:: Text passage ::

Which surgeon is right for me?
Which surgeon is right for me? Understanding how surgeons monitor their 'end results' to improve the quality of treatments
Mr Andrew Chambler, Consultant Orthopaedic Surgeon, talks about his commitment to the gathering of outcome data and how, in turn, this improves the quality of treatments offered to patients.
The first thought in a surgeons’ mind when treating a patient is, “keep the patient safe.” The first thought in a patients’ mind is, “will the surgery work?”
We have a responsibility to our patients to understand the outcome of our surgical interventions. Codman (a famous American surgeon, born in 1869, and known for his pioneering use of process-and-outcome measures) understood this over a 100 years ago and asked, “If not, why not?” when looking at his results. This heralded the era of patient outcome-and-satisfaction analysis to improve the quality of treatments.
Factors associated with the variation in the outcome for patients following surgery have been a topic of major interest to the medical community for some time. Now patients can access this data, to make an informed decision, when choosing a surgeon.
During my shoulder and elbow fellowship, under Prof Carr in Oxford, I was involved in the creation of a clinical-audit programme that surgeons could use to follow up their patients’ outcome after surgery. I have used this prospective collection of functional outcome-and-satisfaction rates during my entire Consultant career with over 4,000 patients entered during a 15 year period. The data stretches over a number of hospitals within which I have worked, as a consultant orthopaedic surgeon with dedicated teams, to create solid foundations for treatment advancement.
The results allow an honest and transparent view of what my patients are likely to achieve after surgery, with evidence from over 3,000 surgical procedures. This provides a confident insight into the quality of life to which they will return following surgery and appropriate rehabilitation. I believe this achieves an effective, informed consent process for patients.
All orthopaedic surgeons should be able to provide this data as it shows care and interest in what they are doing for their patients. As a patient, you should be able to see these results before making a decision about which surgeon you would like to see.
A vital aspect of this is taking into account the patient’s perspective of their treatment. Patient-reported outcome measures (PROMs) were officially adopted by NHS providers in 2009. Every patient that receives care from me is assessed before and after their treatment. This data allows my team to pinpoint any vulnerability in the patient pathway, resulting in a system that is continually improving.

:::
:: Extracted records ::

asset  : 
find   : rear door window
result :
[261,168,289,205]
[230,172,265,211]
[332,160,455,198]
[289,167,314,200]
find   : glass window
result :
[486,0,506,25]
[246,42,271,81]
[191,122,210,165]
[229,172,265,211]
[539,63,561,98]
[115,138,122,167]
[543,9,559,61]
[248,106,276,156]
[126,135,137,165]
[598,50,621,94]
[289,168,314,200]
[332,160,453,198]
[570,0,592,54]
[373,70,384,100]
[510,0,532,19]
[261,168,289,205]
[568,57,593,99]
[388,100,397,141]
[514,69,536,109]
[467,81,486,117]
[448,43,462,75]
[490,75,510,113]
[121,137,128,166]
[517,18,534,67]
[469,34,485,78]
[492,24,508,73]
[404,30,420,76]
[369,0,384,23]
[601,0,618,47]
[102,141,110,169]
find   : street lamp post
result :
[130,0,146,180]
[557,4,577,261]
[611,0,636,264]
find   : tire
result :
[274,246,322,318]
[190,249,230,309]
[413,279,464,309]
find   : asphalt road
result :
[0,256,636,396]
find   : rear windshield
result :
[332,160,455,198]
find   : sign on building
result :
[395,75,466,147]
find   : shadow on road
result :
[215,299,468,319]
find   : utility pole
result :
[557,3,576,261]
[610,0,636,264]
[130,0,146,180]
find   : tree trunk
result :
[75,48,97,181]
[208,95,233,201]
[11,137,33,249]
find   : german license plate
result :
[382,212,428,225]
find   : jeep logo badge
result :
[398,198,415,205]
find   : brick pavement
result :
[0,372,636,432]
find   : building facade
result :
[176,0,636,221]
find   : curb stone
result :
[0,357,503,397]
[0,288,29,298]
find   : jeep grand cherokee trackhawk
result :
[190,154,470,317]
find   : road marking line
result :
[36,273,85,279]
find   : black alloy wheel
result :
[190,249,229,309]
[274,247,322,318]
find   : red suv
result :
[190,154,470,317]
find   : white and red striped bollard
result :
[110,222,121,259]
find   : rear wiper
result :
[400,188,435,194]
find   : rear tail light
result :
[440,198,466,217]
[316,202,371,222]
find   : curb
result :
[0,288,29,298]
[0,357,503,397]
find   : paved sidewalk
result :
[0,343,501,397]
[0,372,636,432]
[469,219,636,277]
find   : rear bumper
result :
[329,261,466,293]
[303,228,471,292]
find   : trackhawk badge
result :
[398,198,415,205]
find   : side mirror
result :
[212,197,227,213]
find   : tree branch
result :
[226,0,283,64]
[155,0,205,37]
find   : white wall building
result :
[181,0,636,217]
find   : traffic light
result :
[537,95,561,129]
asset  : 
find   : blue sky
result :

:::

* _Tasks and exercises_:
a – Answer these questions from the article on surgeons' outcome data:
(i) In what year was Codman born?
(ii) Under whom, and in what city, did Mr Andrew Chambler complete his shoulder and elbow fellowship?
(iii) In what year did NHS providers officially adopt patient-reported outcome measures?
b – Please copy the passage from the article on surgeons' outcome data word for word, starting with "Factors associated with" and going on through "choosing a surgeon.".

* _Completed exercise_:
a –
(i) 1869
(ii) Prof Carr, in Oxford
(iii) 2009

b –
Factors associated with the variation in the outcome for patients following surgery have been a topic of major interest to the medical community for some time. Now patients can access this data, to make an informed decision, when choosing a surgeon.